- Given problem A -
From the entries, extract every line that contains the word "wall".

═════ Given text ═════

TUSCALOOSA _ It’s sort of like the University of Alabama football team’s version of the shell game: If fans can find under which helmet is Barrett Jones they should win a prize.
By moving over to center, Barrett Jones is helping Alabama get Cyrus Kouandjio on the field at left tackle.
The first two years he was at right guard, where he made 25 starts. Last season Jones moved to left tackle, but also took a few snaps at every other spot except his former position and handful of times even lined up next to right tackle D.J. Fluker to form an unbalanced line.
This spring, of course, he’s going to center, which has to be the first time in college football history that the reigning Outland Trophy winner as best interior lineman will be the leading candidate for the Rimington Trophy. In many ways, though, the move seems to natural, and more than fitting.
“I think that Barrett Jones has been a very good leader for us because of who he is,” Coach Nick Saban said. “He has leadership qualities. He's got tremendous character. I think he cares about other people, sets a good example for them.
“Because he's a senior, and he is playing a position now that sort of enhances his leadership ability, he'll make a lot of line calls and is very involved with what's going on. Sometimes a guy is put into a role that maybe requires a little more leadership, which he's certainly capable of assuming because of the character and quality and leadership that he has. I just think he'll just flourish in the role he's in now because of the intangibles he has and the kind of character he has.”
Although he hasn’t complained, don’t believe for a moment that Jones considers the move to be ideal, especially to that position. Getting left tackle down was difficult enough even though he made it look easy while winning the Jacobs Awards as the SEC’s best blocker, being named an unanimous All-American and brought home the position’s most prestigious national award.
According to his bio for the national championship game Jones graded out 90 percent or better in four games, which is considered exceptional for a left tackle. He missed just nine assignments in 587 snaps (98.5 percent), was 100 percent on assignments in four games, and perhaps most importantly didn’t get his first-year quarterback killed while protecting his blind side (three sacks).

═════

- Given problem B -
Write out the passage of the article on Barrett Jones from "TUSCALOOSA _ It’s" up to and including "win a prize.".

═════ Data for the task ═════

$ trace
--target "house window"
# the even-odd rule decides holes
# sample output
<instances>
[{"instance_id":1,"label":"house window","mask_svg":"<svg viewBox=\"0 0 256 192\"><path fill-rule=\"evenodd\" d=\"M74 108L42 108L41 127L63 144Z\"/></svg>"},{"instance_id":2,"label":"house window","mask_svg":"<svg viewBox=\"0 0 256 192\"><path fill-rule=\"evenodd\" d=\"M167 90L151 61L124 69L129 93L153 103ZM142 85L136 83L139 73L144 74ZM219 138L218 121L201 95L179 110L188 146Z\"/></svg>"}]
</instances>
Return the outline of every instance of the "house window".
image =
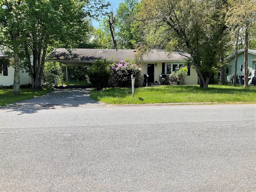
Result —
<instances>
[{"instance_id":1,"label":"house window","mask_svg":"<svg viewBox=\"0 0 256 192\"><path fill-rule=\"evenodd\" d=\"M164 63L163 63L163 64ZM166 65L166 74L170 74L173 71L175 71L177 68L180 68L183 66L183 64L168 64Z\"/></svg>"},{"instance_id":2,"label":"house window","mask_svg":"<svg viewBox=\"0 0 256 192\"><path fill-rule=\"evenodd\" d=\"M175 71L176 68L178 67L178 64L174 64L172 65L172 71Z\"/></svg>"},{"instance_id":3,"label":"house window","mask_svg":"<svg viewBox=\"0 0 256 192\"><path fill-rule=\"evenodd\" d=\"M228 67L226 68L226 74L228 74Z\"/></svg>"},{"instance_id":4,"label":"house window","mask_svg":"<svg viewBox=\"0 0 256 192\"><path fill-rule=\"evenodd\" d=\"M188 66L188 76L190 76L190 65Z\"/></svg>"},{"instance_id":5,"label":"house window","mask_svg":"<svg viewBox=\"0 0 256 192\"><path fill-rule=\"evenodd\" d=\"M165 63L162 63L162 74L164 74Z\"/></svg>"},{"instance_id":6,"label":"house window","mask_svg":"<svg viewBox=\"0 0 256 192\"><path fill-rule=\"evenodd\" d=\"M166 74L170 74L172 72L172 65L167 65L166 67Z\"/></svg>"},{"instance_id":7,"label":"house window","mask_svg":"<svg viewBox=\"0 0 256 192\"><path fill-rule=\"evenodd\" d=\"M4 76L8 76L8 66L7 65L5 65L4 66L4 70L3 71L3 74Z\"/></svg>"}]
</instances>

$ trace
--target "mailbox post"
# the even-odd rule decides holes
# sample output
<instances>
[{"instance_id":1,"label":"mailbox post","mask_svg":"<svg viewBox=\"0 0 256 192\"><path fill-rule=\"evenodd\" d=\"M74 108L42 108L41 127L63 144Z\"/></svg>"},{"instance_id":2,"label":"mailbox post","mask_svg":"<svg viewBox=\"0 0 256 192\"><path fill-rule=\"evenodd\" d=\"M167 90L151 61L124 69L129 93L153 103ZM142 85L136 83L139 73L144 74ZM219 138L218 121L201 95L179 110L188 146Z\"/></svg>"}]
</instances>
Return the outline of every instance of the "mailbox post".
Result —
<instances>
[{"instance_id":1,"label":"mailbox post","mask_svg":"<svg viewBox=\"0 0 256 192\"><path fill-rule=\"evenodd\" d=\"M136 78L136 74L132 74L132 98L133 98L134 96L134 83L135 82L135 79Z\"/></svg>"}]
</instances>

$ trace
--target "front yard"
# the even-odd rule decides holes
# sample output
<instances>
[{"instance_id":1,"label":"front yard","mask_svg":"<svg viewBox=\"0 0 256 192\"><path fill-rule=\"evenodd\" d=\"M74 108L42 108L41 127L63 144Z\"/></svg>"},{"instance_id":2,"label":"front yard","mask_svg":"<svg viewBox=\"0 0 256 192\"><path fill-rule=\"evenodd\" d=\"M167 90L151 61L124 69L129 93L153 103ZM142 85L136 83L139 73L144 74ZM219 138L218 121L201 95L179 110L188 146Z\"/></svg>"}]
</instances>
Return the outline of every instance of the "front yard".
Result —
<instances>
[{"instance_id":1,"label":"front yard","mask_svg":"<svg viewBox=\"0 0 256 192\"><path fill-rule=\"evenodd\" d=\"M210 85L206 89L200 88L199 85L143 87L135 88L134 98L131 88L108 88L102 92L93 90L90 97L108 104L121 104L256 103L256 88L216 85Z\"/></svg>"}]
</instances>

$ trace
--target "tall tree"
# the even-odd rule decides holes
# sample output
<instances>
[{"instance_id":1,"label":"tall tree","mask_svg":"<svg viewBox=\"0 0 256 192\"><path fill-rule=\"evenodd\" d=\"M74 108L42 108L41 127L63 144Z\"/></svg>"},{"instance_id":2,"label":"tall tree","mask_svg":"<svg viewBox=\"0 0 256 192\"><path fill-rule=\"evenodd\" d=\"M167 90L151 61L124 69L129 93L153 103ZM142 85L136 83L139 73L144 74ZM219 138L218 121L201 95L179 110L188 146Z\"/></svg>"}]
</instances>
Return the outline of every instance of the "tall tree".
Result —
<instances>
[{"instance_id":1,"label":"tall tree","mask_svg":"<svg viewBox=\"0 0 256 192\"><path fill-rule=\"evenodd\" d=\"M90 3L94 1L95 6L86 0L19 0L17 3L14 0L0 0L2 3L0 16L6 21L4 24L8 26L14 23L13 20L17 23L14 25L16 28L14 28L12 31L16 33L14 35L19 36L9 35L11 37L14 37L12 38L15 38L19 43L19 46L12 46L14 59L16 52L18 53L18 55L24 50L27 62L23 66L29 72L33 88L35 89L41 86L48 48L58 42L70 49L80 42L88 29L88 21L85 18L92 16L91 13L94 12L94 8L100 10L105 6L103 4L98 7L97 5L103 2L96 0L90 1ZM15 10L9 10L10 9L6 8L9 4L15 8ZM87 7L90 7L89 10L85 9ZM7 11L9 13L8 17L5 14L5 12ZM21 13L14 14L13 12ZM10 39L7 34L3 36ZM10 41L6 42L7 45L12 45ZM17 50L20 48L22 50ZM32 64L30 61L31 55ZM16 63L15 66L18 68L19 65Z\"/></svg>"},{"instance_id":2,"label":"tall tree","mask_svg":"<svg viewBox=\"0 0 256 192\"><path fill-rule=\"evenodd\" d=\"M256 20L256 2L255 0L228 0L230 8L227 19L228 24L235 26L236 30L244 30L244 85L248 87L248 52L250 28Z\"/></svg>"},{"instance_id":3,"label":"tall tree","mask_svg":"<svg viewBox=\"0 0 256 192\"><path fill-rule=\"evenodd\" d=\"M14 59L13 92L20 94L20 57L25 36L23 26L28 7L22 0L0 0L0 44L12 50Z\"/></svg>"},{"instance_id":4,"label":"tall tree","mask_svg":"<svg viewBox=\"0 0 256 192\"><path fill-rule=\"evenodd\" d=\"M208 87L218 69L228 7L222 0L142 0L148 44L166 50L178 49L190 55L200 86Z\"/></svg>"},{"instance_id":5,"label":"tall tree","mask_svg":"<svg viewBox=\"0 0 256 192\"><path fill-rule=\"evenodd\" d=\"M113 41L113 48L114 49L117 49L116 40L115 37L115 25L116 23L116 16L114 13L113 11L110 11L107 14L108 16L108 24L109 27L109 30L111 34L112 40Z\"/></svg>"},{"instance_id":6,"label":"tall tree","mask_svg":"<svg viewBox=\"0 0 256 192\"><path fill-rule=\"evenodd\" d=\"M124 0L117 9L117 36L121 49L134 49L141 40L141 32L136 28L138 21L135 19L138 12L138 0Z\"/></svg>"}]
</instances>

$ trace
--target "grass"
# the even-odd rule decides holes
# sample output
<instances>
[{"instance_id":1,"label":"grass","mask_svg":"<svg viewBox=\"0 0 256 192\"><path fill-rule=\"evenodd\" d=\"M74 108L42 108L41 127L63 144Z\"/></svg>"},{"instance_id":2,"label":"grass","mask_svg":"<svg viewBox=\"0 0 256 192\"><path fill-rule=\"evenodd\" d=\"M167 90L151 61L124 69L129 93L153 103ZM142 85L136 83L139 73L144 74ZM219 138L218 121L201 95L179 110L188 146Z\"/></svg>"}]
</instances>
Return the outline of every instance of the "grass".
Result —
<instances>
[{"instance_id":1,"label":"grass","mask_svg":"<svg viewBox=\"0 0 256 192\"><path fill-rule=\"evenodd\" d=\"M92 90L93 99L110 104L146 104L170 103L256 103L256 88L250 86L210 85L207 88L198 85L162 86L135 88L108 88L102 92Z\"/></svg>"},{"instance_id":2,"label":"grass","mask_svg":"<svg viewBox=\"0 0 256 192\"><path fill-rule=\"evenodd\" d=\"M51 88L47 88L35 91L31 88L21 88L20 94L16 95L12 93L12 89L0 89L0 106L40 96L46 94L52 90Z\"/></svg>"}]
</instances>

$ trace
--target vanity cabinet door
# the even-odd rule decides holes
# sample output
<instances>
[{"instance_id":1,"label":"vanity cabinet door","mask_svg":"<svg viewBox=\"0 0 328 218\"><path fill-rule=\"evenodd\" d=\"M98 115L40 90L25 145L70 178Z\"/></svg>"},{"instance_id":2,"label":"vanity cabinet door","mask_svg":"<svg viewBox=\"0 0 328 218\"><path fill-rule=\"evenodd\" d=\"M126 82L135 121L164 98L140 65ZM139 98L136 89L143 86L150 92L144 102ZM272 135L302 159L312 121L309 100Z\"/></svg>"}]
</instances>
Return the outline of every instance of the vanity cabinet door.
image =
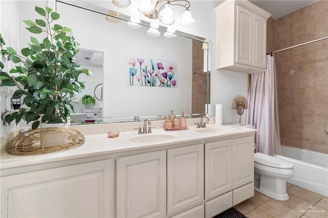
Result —
<instances>
[{"instance_id":1,"label":"vanity cabinet door","mask_svg":"<svg viewBox=\"0 0 328 218\"><path fill-rule=\"evenodd\" d=\"M232 189L232 140L205 144L205 200Z\"/></svg>"},{"instance_id":2,"label":"vanity cabinet door","mask_svg":"<svg viewBox=\"0 0 328 218\"><path fill-rule=\"evenodd\" d=\"M168 150L168 215L203 202L202 144Z\"/></svg>"},{"instance_id":3,"label":"vanity cabinet door","mask_svg":"<svg viewBox=\"0 0 328 218\"><path fill-rule=\"evenodd\" d=\"M118 217L166 216L166 150L118 158Z\"/></svg>"},{"instance_id":4,"label":"vanity cabinet door","mask_svg":"<svg viewBox=\"0 0 328 218\"><path fill-rule=\"evenodd\" d=\"M1 217L113 217L113 160L1 178Z\"/></svg>"},{"instance_id":5,"label":"vanity cabinet door","mask_svg":"<svg viewBox=\"0 0 328 218\"><path fill-rule=\"evenodd\" d=\"M254 136L232 140L233 189L254 181Z\"/></svg>"}]
</instances>

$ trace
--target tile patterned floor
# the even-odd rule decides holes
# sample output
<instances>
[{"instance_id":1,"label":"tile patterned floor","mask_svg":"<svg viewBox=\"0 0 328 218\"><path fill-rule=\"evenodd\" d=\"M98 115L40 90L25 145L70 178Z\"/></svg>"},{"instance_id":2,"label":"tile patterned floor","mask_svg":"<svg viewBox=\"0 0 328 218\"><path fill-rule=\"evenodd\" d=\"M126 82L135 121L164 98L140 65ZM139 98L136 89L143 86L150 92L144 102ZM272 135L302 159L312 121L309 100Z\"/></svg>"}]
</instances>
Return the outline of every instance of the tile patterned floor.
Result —
<instances>
[{"instance_id":1,"label":"tile patterned floor","mask_svg":"<svg viewBox=\"0 0 328 218\"><path fill-rule=\"evenodd\" d=\"M288 201L276 201L257 191L235 208L249 218L328 218L328 198L287 184Z\"/></svg>"}]
</instances>

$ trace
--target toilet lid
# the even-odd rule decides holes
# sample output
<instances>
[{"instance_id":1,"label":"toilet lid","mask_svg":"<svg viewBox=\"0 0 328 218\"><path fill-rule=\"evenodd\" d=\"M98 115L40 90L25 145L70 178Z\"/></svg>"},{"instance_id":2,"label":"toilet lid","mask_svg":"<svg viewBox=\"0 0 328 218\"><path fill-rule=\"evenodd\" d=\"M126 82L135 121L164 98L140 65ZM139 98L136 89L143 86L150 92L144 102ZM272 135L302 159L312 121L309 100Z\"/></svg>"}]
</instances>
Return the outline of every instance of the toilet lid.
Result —
<instances>
[{"instance_id":1,"label":"toilet lid","mask_svg":"<svg viewBox=\"0 0 328 218\"><path fill-rule=\"evenodd\" d=\"M294 168L294 164L292 163L279 159L275 157L259 152L254 154L254 162L259 164L280 169L293 169Z\"/></svg>"}]
</instances>

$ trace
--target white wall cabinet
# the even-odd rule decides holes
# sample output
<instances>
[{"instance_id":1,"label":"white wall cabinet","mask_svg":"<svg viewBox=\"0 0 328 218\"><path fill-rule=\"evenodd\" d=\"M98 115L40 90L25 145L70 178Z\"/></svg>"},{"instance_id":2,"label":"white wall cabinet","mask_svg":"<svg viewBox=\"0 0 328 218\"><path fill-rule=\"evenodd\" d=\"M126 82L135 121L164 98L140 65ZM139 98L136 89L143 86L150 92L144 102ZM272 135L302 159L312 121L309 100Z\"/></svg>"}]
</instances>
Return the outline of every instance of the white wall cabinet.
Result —
<instances>
[{"instance_id":1,"label":"white wall cabinet","mask_svg":"<svg viewBox=\"0 0 328 218\"><path fill-rule=\"evenodd\" d=\"M226 1L215 8L217 69L264 71L266 19L271 14L246 1Z\"/></svg>"},{"instance_id":2,"label":"white wall cabinet","mask_svg":"<svg viewBox=\"0 0 328 218\"><path fill-rule=\"evenodd\" d=\"M166 150L117 159L118 217L166 216Z\"/></svg>"},{"instance_id":3,"label":"white wall cabinet","mask_svg":"<svg viewBox=\"0 0 328 218\"><path fill-rule=\"evenodd\" d=\"M110 159L2 177L1 217L113 217L113 167Z\"/></svg>"},{"instance_id":4,"label":"white wall cabinet","mask_svg":"<svg viewBox=\"0 0 328 218\"><path fill-rule=\"evenodd\" d=\"M168 150L168 215L203 200L203 144Z\"/></svg>"}]
</instances>

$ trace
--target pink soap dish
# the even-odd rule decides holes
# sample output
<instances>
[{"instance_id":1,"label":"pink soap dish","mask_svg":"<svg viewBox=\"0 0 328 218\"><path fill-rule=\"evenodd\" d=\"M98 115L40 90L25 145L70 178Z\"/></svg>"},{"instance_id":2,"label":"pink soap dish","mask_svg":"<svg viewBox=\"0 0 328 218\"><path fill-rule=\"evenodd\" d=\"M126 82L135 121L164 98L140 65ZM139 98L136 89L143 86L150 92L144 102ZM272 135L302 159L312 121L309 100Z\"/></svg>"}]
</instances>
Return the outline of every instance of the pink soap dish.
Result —
<instances>
[{"instance_id":1,"label":"pink soap dish","mask_svg":"<svg viewBox=\"0 0 328 218\"><path fill-rule=\"evenodd\" d=\"M119 136L119 131L118 132L109 132L107 133L107 136L109 138L115 138Z\"/></svg>"}]
</instances>

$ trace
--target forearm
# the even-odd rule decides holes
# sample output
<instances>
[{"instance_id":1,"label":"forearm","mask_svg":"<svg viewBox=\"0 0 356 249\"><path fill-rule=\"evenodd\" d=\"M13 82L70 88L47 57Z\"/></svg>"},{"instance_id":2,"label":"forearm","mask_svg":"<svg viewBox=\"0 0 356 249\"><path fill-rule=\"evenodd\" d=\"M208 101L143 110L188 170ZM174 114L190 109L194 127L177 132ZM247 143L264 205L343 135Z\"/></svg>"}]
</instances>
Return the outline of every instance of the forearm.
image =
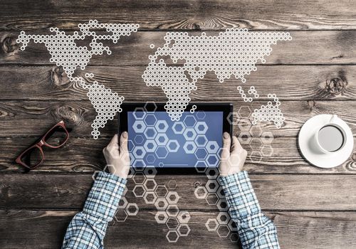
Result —
<instances>
[{"instance_id":1,"label":"forearm","mask_svg":"<svg viewBox=\"0 0 356 249\"><path fill-rule=\"evenodd\" d=\"M103 248L108 223L112 221L126 181L104 171L97 174L83 211L67 228L62 248Z\"/></svg>"},{"instance_id":2,"label":"forearm","mask_svg":"<svg viewBox=\"0 0 356 249\"><path fill-rule=\"evenodd\" d=\"M229 214L237 225L243 248L279 249L277 231L261 211L246 171L221 177Z\"/></svg>"}]
</instances>

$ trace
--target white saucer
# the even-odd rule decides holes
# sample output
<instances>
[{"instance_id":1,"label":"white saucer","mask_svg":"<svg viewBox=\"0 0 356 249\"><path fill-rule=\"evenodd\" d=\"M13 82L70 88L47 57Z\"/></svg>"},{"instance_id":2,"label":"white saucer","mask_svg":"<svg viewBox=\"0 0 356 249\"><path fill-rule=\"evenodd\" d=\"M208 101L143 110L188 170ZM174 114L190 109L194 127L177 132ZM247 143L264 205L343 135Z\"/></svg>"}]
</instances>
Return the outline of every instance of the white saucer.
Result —
<instances>
[{"instance_id":1,"label":"white saucer","mask_svg":"<svg viewBox=\"0 0 356 249\"><path fill-rule=\"evenodd\" d=\"M354 138L351 129L339 117L335 118L335 123L340 125L345 130L346 144L339 151L331 154L322 154L313 149L310 140L318 129L323 124L329 123L333 115L322 114L309 119L302 127L299 132L298 144L300 152L304 158L311 164L320 168L333 168L342 164L347 160L352 152Z\"/></svg>"}]
</instances>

═════

- Final result A -
--target white wall cabinet
[{"instance_id":1,"label":"white wall cabinet","mask_svg":"<svg viewBox=\"0 0 328 218\"><path fill-rule=\"evenodd\" d=\"M98 115L40 90L25 145L70 178Z\"/></svg>"},{"instance_id":2,"label":"white wall cabinet","mask_svg":"<svg viewBox=\"0 0 328 218\"><path fill-rule=\"evenodd\" d=\"M126 82L135 121L164 98L140 65ZM139 98L136 89L143 86L150 92L144 102ZM272 135L302 159L312 121L309 100Z\"/></svg>"}]
Return the outline of every instance of the white wall cabinet.
[{"instance_id":1,"label":"white wall cabinet","mask_svg":"<svg viewBox=\"0 0 328 218\"><path fill-rule=\"evenodd\" d=\"M226 1L215 8L217 69L264 71L266 19L271 14L246 1Z\"/></svg>"},{"instance_id":2,"label":"white wall cabinet","mask_svg":"<svg viewBox=\"0 0 328 218\"><path fill-rule=\"evenodd\" d=\"M166 150L117 159L118 217L166 216Z\"/></svg>"},{"instance_id":3,"label":"white wall cabinet","mask_svg":"<svg viewBox=\"0 0 328 218\"><path fill-rule=\"evenodd\" d=\"M110 159L2 177L1 217L113 217L113 167Z\"/></svg>"},{"instance_id":4,"label":"white wall cabinet","mask_svg":"<svg viewBox=\"0 0 328 218\"><path fill-rule=\"evenodd\" d=\"M168 150L168 215L203 200L203 144Z\"/></svg>"}]

- Final result B -
TUSCALOOSA _ It’s sort of like the University of Alabama football team’s version of the shell game: If fans can find under which helmet is Barrett Jones they should win a prize.